■ Extract to read
┌────────

If one is wanting to iterate through an array (Array or more generally any SequenceType) in reverse. You have a few additional options.

First you can reverse() the array and loop through it as normal. However I prefer to use enumerate() much of the time since it outputs a tuple containing the object and it's index.

The one thing to note here is that it is important to call these in the right order:

for (index, element) in array.enumerate().reverse()

yields indexes in descending order (which is what I generally expect). whereas:

for (index, element) in array.reverse().enumerate() (which is a closer match to NSArray's reverseEnumerator)

walks the array backward but outputs ascending indexes.

For Swift 2.0 and above you should apply reverse on a range collection

for i in (0 ..< 10).reverse() {
  // process
}

It has been renamed to .reversed() in Swift 3.0

You can consider using the C-Style while loop instead. This works just fine in Swift 3:

var i = 5 
while i > 0 { 
    print(i)
    i -= 1
}

var sum1 = 0
for i in 0...100{
    sum1 += i
}
print (sum1)

for i in (10...100).reverse(){
    sum1 /= i
}
print(sum1)

Swift 4.0

for i in stride(from: 5, to: 0, by: -1) {
    print(i) // 5,4,3,2,1
}

If you want to include the to value:

for i in stride(from: 5, through: 0, by: -1) {
    print(i) // 5,4,3,2,1,0
}

Apply the reverse function to the range to iterate backwards:

For Swift 1.2 and earlier:

// Print 10 through 1
for i in reverse(1...10) {
    println(i)
}

It also works with half-open ranges:

// Print 9 through 1
for i in reverse(1..<10) {
    println(i)
}

Note: reverse(1...10) creates an array of type [Int], so while this might be fine for small ranges, it would be wise to use lazy as shown below or consider the accepted stride answer if your range is large.

To avoid creating a large array, use lazy along with reverse(). The following test runs efficiently in a Playground showing it is not creating an array with one trillion Ints!

Test:

var count = 0
for i in lazy(1...1_000_000_000_000).reverse() {
    if ++count > 5 {
        break
    }
    println(i)
}

For Swift 2.0 in Xcode 7:

for i in (1...10).reverse() {
    print(i)
}

Note that in Swift 2.0, (1...1_000_000_000_000).reverse() is of type ReverseRandomAccessCollection<(Range<Int>)>, so this works fine:

var count = 0
for i in (1...1_000_000_000_000).reverse() {
    count += 1
    if count > 5 {
        break
    }
    print(i)
}

For Swift 3.0 reverse() has been renamed to reversed():

for i in (1...10).reversed() {
    print(i) // prints 10 through 1
}

└────────

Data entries
┌────────

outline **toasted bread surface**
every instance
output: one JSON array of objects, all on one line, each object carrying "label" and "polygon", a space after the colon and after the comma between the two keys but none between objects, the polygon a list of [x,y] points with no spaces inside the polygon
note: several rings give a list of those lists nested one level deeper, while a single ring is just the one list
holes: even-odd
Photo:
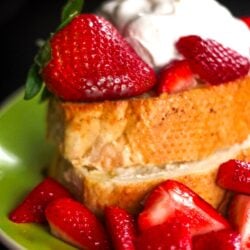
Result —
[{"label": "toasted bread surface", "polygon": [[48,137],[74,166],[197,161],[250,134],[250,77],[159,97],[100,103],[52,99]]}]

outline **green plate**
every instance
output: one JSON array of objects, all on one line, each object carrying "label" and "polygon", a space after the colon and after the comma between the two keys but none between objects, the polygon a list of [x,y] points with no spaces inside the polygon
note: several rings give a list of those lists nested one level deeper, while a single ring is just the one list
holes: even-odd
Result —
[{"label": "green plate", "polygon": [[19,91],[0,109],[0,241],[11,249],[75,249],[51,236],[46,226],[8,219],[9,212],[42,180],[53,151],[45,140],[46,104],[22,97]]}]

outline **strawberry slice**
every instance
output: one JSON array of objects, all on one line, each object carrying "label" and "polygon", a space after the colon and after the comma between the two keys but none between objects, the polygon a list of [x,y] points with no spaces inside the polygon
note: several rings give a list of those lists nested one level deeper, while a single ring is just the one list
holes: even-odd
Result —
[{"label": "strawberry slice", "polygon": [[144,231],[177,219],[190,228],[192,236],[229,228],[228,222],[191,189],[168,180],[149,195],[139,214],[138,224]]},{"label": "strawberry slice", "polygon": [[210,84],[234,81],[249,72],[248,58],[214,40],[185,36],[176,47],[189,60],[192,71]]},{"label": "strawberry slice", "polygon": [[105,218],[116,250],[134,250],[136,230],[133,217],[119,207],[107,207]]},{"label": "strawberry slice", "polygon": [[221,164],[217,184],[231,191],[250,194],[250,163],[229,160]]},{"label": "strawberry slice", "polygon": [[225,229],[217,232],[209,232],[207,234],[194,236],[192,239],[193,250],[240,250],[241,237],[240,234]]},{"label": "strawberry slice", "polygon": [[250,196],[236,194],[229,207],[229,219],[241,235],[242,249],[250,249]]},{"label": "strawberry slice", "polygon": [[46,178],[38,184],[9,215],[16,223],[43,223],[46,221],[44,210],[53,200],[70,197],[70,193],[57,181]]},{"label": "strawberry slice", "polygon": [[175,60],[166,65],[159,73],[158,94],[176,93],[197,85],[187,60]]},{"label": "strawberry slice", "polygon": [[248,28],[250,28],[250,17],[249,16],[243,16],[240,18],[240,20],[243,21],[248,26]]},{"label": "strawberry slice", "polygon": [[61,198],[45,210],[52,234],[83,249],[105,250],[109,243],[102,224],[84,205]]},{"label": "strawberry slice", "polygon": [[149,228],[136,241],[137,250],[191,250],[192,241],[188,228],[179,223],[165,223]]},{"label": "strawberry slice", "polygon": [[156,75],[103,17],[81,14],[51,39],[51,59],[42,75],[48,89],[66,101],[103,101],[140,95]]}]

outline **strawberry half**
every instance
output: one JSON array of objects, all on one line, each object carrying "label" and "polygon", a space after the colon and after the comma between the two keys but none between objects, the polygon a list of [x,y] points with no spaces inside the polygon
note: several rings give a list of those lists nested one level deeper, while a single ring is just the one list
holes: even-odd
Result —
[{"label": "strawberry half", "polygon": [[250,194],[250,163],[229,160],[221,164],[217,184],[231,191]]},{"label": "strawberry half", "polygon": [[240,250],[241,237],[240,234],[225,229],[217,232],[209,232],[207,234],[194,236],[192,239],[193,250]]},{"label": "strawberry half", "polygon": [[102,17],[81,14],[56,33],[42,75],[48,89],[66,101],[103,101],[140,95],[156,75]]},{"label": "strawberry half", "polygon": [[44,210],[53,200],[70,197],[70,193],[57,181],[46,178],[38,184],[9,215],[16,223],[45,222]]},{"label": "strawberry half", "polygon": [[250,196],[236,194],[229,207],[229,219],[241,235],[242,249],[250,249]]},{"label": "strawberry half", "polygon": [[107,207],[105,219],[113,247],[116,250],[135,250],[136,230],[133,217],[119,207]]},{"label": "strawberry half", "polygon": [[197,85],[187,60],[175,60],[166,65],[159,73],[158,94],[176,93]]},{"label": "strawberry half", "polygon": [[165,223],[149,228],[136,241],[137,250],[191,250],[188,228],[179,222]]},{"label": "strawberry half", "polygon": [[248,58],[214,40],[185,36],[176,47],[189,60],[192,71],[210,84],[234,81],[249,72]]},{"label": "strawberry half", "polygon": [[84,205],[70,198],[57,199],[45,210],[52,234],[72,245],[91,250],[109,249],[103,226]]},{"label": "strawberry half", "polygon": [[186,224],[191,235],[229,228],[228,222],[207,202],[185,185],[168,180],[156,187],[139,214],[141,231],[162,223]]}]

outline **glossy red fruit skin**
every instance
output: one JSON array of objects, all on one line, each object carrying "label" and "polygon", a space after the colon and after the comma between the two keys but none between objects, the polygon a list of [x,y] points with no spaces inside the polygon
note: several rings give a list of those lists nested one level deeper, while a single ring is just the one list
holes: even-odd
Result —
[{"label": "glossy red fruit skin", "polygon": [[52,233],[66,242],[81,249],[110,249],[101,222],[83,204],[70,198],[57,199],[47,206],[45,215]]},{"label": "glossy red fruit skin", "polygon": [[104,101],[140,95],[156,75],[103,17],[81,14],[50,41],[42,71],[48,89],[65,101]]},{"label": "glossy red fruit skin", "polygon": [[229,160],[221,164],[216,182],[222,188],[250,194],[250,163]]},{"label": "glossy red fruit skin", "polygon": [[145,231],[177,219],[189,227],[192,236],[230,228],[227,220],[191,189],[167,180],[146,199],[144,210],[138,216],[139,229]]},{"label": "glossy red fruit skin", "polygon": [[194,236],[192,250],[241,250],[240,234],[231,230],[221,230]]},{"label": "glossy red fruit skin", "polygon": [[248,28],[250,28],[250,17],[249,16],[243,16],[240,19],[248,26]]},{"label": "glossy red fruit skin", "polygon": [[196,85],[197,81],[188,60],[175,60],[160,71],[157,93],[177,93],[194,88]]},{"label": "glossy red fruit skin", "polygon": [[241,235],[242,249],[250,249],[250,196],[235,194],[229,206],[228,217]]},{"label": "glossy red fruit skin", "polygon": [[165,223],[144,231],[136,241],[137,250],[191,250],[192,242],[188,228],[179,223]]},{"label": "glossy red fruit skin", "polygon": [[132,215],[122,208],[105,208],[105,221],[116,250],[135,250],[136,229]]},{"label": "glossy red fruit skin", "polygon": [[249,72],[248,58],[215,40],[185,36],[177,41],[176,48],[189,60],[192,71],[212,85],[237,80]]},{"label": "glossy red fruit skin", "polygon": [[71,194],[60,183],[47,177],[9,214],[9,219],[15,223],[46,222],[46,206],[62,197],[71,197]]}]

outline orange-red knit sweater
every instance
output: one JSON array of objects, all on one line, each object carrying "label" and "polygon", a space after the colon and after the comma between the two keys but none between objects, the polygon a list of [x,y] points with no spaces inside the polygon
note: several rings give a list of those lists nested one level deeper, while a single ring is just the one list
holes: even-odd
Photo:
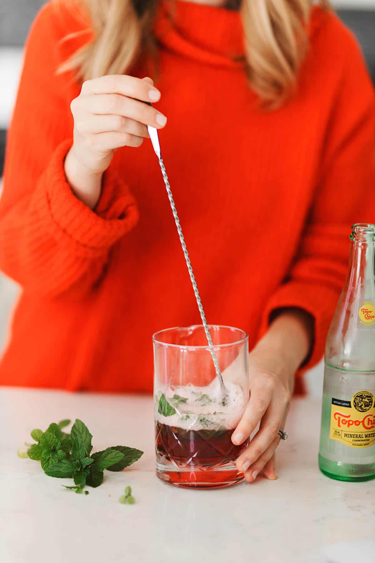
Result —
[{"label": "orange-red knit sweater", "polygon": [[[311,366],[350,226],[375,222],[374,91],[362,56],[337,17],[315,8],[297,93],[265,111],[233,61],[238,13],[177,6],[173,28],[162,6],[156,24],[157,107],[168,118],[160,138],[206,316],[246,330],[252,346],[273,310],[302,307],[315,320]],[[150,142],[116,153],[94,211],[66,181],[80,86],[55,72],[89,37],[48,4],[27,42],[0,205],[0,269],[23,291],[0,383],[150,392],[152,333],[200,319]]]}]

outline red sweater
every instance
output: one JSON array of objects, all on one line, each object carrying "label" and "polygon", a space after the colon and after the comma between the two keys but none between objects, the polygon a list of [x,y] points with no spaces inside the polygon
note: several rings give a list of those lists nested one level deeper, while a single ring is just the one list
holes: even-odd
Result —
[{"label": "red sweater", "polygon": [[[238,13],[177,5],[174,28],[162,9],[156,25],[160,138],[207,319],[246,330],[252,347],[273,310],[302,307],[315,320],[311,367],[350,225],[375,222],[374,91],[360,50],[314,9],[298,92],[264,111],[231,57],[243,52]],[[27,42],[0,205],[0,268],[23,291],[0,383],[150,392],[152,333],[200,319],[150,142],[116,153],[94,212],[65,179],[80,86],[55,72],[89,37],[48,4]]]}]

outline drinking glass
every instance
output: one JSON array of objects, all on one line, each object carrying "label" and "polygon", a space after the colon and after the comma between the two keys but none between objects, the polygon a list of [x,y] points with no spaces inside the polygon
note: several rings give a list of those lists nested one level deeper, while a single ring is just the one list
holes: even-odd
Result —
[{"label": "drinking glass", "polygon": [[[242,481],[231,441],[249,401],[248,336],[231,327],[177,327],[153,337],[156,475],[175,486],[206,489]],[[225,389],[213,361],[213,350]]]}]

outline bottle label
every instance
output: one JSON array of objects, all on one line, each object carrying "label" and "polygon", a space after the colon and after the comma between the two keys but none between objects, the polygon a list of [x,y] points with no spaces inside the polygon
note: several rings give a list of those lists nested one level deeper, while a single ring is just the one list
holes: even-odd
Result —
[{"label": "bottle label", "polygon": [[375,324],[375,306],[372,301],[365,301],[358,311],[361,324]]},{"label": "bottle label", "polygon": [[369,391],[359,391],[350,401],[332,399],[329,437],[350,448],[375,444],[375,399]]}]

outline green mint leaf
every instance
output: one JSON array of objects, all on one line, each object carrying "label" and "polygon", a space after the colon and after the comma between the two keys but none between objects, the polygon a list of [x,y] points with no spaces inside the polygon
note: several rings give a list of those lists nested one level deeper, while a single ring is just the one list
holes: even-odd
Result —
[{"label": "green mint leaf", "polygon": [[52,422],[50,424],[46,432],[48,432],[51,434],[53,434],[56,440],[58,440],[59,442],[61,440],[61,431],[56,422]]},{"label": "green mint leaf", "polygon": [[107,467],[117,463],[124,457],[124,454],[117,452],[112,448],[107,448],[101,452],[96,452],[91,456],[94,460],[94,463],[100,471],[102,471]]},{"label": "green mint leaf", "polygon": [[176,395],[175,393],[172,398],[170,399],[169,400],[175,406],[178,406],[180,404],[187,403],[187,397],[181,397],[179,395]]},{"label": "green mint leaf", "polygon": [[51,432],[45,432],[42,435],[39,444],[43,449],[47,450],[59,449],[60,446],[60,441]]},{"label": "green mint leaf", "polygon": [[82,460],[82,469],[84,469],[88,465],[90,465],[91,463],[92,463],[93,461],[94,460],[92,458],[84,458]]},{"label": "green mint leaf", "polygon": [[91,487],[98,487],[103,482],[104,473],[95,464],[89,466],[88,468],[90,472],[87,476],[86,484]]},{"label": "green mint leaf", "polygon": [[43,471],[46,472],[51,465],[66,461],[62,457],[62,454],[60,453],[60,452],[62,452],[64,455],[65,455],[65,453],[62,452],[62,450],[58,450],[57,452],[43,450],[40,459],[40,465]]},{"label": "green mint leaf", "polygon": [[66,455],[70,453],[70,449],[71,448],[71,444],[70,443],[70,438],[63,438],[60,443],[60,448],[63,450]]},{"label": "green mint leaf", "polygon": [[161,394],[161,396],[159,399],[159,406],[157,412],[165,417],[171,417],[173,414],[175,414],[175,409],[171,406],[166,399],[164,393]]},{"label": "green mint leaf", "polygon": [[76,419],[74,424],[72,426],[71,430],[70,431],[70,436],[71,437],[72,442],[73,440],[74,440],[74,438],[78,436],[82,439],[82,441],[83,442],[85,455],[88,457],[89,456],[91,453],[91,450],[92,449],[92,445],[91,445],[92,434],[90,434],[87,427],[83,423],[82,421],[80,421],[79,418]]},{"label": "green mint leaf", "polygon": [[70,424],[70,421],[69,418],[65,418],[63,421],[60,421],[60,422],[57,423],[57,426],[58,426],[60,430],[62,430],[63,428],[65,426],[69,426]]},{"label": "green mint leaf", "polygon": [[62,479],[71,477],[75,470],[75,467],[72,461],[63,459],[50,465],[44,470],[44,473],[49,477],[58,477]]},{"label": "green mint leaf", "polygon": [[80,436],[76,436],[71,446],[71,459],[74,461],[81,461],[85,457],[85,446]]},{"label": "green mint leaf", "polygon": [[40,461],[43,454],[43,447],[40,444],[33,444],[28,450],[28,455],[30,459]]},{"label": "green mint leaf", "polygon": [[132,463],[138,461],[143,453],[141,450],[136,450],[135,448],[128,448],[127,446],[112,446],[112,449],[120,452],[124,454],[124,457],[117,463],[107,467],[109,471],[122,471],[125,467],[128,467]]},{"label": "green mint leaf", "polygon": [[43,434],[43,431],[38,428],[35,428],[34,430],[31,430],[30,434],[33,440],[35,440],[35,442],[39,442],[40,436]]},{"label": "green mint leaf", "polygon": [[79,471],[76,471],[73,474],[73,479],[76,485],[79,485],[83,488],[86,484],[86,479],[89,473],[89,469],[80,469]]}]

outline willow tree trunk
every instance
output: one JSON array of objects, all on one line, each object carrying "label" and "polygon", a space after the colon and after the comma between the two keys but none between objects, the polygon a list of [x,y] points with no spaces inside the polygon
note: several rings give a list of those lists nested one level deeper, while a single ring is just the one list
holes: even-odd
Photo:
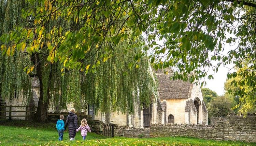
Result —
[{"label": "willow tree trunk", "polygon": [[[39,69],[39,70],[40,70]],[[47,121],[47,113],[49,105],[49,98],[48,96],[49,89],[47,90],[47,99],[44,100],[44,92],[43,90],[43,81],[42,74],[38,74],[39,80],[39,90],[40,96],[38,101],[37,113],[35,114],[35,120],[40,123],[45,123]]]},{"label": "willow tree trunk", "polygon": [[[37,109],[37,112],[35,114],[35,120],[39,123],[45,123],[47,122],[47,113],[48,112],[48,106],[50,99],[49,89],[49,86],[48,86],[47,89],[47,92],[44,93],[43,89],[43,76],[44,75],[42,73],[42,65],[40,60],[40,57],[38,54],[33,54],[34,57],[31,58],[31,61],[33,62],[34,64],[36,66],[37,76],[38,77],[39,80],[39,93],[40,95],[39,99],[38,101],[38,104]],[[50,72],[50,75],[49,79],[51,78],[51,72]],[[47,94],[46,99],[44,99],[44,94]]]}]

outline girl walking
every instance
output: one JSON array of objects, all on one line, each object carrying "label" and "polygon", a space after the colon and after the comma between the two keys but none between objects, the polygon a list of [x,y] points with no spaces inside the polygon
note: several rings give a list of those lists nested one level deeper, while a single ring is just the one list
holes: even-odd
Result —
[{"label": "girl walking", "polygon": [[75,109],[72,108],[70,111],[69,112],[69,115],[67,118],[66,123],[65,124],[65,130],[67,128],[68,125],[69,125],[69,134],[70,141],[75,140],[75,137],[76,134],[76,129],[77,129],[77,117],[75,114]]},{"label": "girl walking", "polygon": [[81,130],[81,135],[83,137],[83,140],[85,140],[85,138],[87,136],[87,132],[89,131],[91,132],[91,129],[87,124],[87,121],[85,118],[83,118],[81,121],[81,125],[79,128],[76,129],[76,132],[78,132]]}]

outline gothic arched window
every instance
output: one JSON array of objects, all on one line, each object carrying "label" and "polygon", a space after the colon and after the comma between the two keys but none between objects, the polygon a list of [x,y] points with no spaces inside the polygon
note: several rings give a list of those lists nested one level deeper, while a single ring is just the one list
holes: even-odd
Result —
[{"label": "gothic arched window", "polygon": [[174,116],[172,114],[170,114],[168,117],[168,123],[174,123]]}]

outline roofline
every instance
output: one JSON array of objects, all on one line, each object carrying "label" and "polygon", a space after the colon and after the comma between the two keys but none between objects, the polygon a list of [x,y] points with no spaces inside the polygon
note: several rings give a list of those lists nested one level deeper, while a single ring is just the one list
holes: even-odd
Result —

└────────

Answer these about the thread on reverse iteration in Swift:
1. What name does reverse() take in Swift 3.0?
2. Which argument label makes stride include the to value?
3. What type does reverse(1...10) create?
The items are separate material and are not part of the thread on reverse iteration in Swift.

1. reversed()
2. through
3. An array of type [Int]